- MATERIAL PROVIDED:
---------------

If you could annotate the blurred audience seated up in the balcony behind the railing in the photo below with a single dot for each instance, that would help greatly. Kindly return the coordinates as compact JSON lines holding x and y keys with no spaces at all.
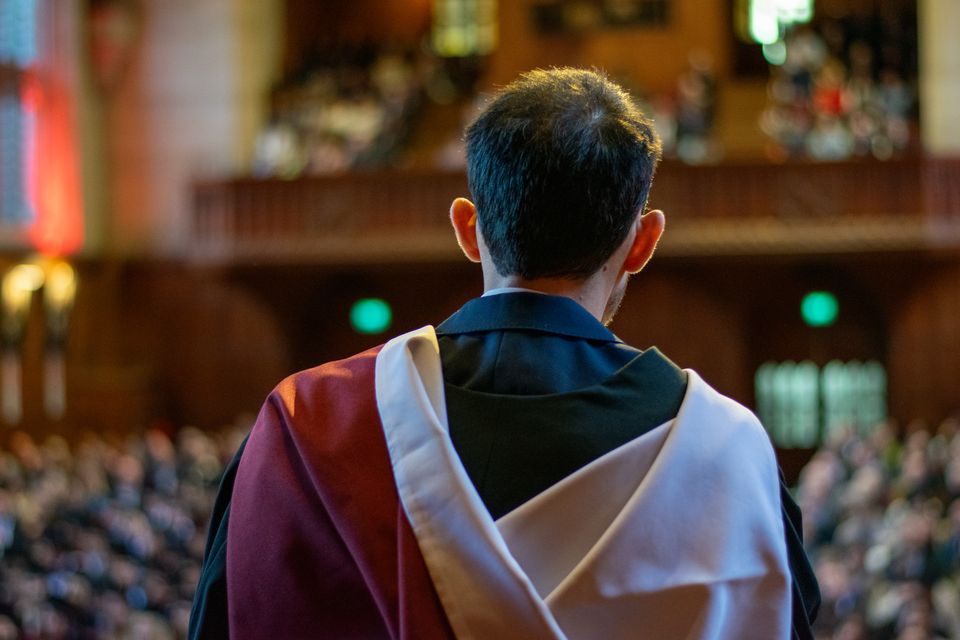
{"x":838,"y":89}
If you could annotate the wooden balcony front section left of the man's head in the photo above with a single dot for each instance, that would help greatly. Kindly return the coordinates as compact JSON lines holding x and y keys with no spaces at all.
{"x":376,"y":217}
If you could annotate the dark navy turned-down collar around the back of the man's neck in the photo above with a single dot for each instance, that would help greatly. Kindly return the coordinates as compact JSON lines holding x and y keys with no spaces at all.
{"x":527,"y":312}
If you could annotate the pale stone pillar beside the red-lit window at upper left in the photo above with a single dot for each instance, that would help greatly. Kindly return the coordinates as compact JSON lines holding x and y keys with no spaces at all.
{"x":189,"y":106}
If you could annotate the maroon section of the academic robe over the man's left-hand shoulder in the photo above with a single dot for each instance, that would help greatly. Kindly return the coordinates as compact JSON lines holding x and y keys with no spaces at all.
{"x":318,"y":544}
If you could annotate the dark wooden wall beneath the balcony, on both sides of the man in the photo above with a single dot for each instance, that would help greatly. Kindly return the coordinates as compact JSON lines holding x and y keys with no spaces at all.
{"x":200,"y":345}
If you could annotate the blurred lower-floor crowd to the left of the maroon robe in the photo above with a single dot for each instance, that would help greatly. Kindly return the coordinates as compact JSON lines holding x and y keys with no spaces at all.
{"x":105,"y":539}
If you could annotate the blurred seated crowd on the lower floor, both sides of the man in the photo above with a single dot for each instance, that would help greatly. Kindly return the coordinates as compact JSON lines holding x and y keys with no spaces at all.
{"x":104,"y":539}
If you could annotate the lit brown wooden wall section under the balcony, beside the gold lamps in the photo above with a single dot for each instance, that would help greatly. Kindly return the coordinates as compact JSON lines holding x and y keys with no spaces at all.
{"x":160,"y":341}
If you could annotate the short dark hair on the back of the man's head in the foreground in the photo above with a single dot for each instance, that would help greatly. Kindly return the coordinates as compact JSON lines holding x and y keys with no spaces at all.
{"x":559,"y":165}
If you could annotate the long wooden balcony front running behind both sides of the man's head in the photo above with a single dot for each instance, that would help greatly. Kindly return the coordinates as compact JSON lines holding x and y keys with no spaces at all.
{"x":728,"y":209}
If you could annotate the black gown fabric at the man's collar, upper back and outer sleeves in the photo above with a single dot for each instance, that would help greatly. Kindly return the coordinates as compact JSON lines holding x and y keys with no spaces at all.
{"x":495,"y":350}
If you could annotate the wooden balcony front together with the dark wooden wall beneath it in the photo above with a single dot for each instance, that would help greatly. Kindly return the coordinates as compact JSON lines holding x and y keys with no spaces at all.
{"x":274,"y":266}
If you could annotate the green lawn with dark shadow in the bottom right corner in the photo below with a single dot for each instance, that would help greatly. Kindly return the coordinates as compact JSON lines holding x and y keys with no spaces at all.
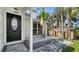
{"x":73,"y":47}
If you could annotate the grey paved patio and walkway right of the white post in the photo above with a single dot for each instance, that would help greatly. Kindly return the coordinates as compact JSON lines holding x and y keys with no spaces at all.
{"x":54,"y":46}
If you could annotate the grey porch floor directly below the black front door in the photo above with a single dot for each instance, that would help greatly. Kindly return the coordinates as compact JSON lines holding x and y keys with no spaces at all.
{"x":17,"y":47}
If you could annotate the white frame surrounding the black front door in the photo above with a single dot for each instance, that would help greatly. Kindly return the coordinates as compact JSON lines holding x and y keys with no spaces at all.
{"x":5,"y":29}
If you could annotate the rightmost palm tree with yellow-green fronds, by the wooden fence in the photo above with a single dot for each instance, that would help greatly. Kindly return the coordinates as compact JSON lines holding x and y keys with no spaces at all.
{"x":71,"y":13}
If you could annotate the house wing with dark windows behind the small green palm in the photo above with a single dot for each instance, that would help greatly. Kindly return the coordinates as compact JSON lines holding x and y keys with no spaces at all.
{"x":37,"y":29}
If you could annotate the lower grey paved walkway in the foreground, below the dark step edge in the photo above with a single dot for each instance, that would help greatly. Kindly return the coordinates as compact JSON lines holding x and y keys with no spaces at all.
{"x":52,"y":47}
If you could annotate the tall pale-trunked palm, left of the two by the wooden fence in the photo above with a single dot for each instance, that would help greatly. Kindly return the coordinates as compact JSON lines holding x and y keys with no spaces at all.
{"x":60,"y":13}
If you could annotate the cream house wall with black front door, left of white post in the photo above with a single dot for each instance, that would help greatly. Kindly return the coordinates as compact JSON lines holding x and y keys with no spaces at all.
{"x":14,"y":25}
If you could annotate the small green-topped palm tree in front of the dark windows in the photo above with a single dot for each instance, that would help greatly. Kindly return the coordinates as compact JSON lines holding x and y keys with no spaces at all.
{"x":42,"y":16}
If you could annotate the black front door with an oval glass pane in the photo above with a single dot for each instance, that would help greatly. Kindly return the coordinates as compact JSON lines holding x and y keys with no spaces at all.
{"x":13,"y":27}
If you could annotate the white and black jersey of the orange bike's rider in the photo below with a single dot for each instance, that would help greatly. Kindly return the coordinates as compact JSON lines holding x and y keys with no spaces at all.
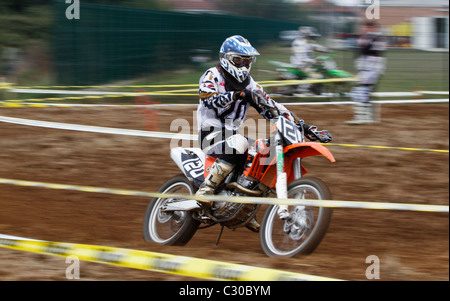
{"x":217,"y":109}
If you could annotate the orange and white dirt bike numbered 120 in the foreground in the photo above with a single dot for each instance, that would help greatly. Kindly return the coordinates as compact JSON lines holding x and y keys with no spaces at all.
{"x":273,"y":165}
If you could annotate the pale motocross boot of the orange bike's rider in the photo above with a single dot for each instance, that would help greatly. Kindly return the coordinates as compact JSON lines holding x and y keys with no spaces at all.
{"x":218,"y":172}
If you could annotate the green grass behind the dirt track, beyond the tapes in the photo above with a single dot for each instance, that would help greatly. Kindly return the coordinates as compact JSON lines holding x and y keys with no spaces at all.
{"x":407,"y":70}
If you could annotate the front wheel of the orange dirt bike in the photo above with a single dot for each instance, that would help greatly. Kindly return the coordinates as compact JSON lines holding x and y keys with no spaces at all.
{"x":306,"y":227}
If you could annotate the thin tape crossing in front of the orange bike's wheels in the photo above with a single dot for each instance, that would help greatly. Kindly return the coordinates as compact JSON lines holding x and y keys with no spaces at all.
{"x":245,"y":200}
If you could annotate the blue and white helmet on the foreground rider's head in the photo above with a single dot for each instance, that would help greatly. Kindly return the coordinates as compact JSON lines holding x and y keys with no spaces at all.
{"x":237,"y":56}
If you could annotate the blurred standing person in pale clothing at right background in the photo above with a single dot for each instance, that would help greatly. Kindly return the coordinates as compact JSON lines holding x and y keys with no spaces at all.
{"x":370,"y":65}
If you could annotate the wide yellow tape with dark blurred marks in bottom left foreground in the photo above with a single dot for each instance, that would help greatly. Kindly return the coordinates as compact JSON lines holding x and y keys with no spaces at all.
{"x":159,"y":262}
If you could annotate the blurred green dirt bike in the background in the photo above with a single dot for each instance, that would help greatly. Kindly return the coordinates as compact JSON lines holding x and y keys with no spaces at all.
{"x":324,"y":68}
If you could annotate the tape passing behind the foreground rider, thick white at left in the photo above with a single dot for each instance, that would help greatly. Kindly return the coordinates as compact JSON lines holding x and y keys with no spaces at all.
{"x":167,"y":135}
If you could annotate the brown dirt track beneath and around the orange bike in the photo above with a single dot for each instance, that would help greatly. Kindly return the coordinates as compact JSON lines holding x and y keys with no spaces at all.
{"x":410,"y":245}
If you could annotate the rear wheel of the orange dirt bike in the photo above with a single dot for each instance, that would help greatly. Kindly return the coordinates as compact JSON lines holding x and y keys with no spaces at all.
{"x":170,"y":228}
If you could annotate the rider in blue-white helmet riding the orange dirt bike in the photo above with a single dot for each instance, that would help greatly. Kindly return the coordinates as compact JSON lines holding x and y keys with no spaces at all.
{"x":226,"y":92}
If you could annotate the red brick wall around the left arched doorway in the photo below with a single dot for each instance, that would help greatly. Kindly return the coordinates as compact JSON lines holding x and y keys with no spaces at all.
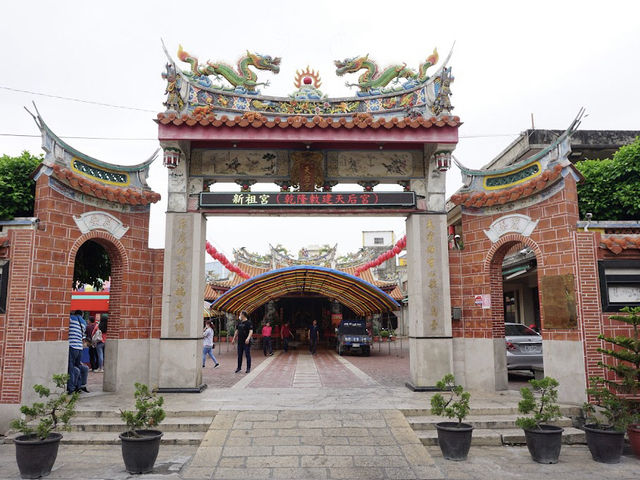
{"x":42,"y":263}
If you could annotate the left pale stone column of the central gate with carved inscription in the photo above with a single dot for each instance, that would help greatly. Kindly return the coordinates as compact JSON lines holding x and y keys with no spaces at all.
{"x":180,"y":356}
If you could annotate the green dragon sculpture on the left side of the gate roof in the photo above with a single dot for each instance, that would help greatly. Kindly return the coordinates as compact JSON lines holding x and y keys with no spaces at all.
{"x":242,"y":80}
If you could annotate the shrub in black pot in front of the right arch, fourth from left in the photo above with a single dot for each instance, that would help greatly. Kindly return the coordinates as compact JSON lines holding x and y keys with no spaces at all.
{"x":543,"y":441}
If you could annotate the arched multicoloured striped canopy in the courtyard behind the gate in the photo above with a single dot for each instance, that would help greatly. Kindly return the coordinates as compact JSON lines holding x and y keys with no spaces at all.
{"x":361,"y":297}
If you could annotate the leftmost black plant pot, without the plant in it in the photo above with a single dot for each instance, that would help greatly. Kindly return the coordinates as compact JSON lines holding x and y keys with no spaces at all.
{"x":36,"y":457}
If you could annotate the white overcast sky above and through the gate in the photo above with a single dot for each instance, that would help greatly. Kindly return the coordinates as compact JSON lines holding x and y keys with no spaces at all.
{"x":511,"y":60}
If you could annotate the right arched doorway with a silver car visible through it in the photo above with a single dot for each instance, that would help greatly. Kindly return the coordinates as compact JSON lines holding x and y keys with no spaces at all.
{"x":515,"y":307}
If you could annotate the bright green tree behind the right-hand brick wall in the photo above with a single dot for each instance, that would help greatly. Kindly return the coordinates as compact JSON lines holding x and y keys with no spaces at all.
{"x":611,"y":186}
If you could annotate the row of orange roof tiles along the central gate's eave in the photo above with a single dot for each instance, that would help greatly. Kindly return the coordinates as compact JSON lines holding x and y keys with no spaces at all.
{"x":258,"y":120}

---------------

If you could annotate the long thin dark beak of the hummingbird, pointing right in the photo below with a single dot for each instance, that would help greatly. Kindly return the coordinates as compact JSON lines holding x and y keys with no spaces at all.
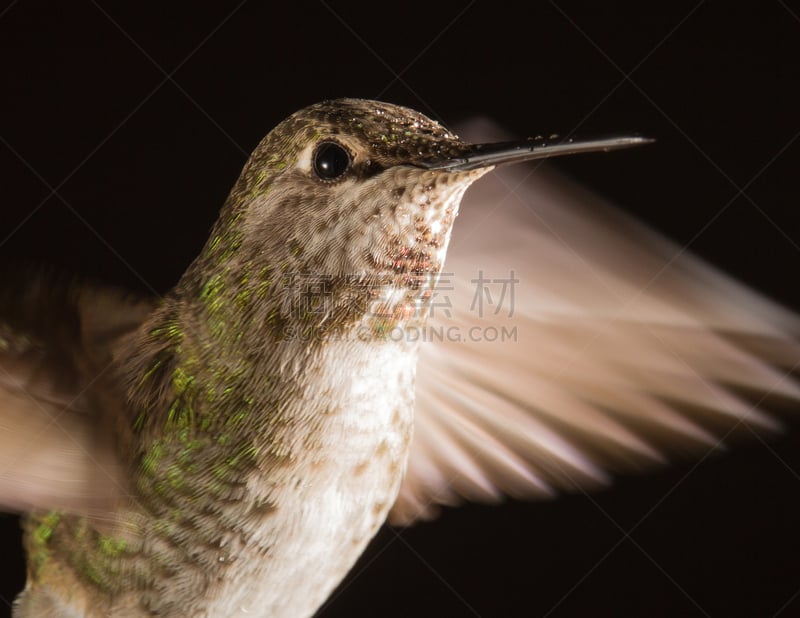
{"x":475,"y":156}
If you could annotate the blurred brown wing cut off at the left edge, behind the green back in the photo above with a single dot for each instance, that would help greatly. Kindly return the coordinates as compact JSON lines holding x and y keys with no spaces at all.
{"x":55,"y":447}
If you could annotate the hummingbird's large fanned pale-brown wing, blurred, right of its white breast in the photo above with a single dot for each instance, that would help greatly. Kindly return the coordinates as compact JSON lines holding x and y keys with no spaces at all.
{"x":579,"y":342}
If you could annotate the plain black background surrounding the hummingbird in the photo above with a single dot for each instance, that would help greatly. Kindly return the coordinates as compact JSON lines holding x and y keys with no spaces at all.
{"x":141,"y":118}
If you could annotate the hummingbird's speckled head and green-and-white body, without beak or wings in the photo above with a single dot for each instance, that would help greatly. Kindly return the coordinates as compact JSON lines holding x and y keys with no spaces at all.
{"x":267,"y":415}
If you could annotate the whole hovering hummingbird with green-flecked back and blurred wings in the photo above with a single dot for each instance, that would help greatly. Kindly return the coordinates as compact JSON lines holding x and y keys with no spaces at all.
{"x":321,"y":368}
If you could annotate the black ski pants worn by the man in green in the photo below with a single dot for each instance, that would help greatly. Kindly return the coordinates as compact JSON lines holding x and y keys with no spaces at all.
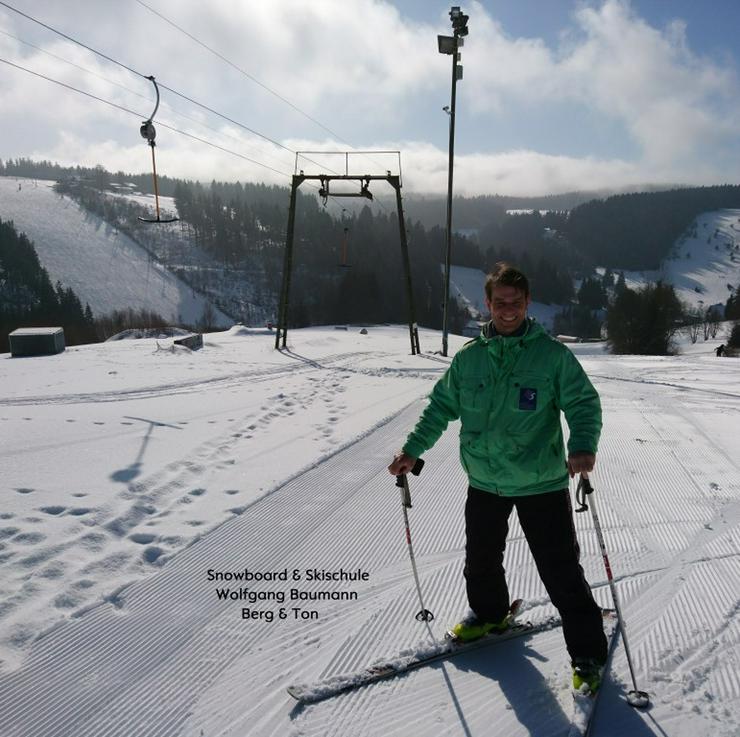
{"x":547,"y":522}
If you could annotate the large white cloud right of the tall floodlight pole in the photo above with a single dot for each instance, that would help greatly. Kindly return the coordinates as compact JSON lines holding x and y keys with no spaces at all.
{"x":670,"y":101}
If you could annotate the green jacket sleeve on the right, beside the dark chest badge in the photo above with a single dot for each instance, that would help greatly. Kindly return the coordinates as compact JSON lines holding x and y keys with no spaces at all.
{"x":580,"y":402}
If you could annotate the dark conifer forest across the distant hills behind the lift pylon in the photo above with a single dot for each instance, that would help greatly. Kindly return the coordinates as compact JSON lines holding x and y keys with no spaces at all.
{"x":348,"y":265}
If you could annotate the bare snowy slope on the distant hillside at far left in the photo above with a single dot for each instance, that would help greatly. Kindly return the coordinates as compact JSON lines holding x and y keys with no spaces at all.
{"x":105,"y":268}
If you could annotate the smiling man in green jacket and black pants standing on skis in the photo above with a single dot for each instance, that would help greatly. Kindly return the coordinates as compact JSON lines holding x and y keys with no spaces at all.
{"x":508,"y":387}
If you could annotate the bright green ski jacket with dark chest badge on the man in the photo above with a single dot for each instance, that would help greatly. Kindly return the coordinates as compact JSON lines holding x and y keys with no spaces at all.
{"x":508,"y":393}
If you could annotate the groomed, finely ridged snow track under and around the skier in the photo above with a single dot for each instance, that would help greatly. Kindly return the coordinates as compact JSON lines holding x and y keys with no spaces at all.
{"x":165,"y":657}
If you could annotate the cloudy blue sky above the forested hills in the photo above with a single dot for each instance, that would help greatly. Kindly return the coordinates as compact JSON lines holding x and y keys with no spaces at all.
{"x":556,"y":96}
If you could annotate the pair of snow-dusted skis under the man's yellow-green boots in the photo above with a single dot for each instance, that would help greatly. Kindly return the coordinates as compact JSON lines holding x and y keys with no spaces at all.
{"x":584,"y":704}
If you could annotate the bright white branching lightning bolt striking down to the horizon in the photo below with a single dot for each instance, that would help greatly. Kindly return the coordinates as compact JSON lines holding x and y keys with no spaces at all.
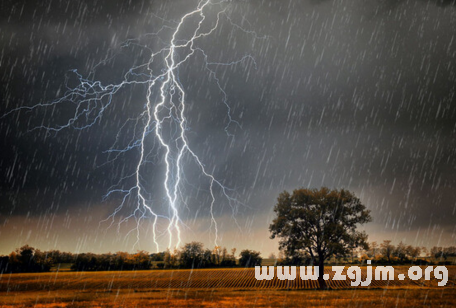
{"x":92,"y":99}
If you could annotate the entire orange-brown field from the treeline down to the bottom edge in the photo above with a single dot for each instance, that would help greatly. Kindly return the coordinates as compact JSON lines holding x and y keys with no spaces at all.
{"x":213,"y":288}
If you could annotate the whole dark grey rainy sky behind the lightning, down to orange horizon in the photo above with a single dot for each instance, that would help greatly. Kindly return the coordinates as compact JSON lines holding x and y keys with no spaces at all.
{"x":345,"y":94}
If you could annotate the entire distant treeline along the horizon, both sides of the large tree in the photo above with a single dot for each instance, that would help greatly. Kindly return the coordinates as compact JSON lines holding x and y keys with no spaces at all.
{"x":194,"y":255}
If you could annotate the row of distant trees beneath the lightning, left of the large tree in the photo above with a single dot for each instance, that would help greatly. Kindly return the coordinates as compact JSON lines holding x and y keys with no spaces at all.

---------------

- EXERCISE AIM:
Since only part of the listing is wanted, copy exactly the lines from the one holding "If you could annotate the entire distant" to the one holding "If you could annotate the row of distant", both included.

- RESULT OF THE EXERCISE:
If you could annotate the entire distant treeline along the horizon, both sides of the large tree in the photo above with a single dot for each instance, that would help greatly. Kindly return the coordinates as compact JSON lines holding x and y keys with no spaces at all.
{"x":194,"y":255}
If you could annotate the row of distant trees beneath the lightning, left of the large tree in the photo above with a single dot for each instance, that would help greatly. Kindly return the coordinates as compact JSON lines holding x and y keys with no spaces at all.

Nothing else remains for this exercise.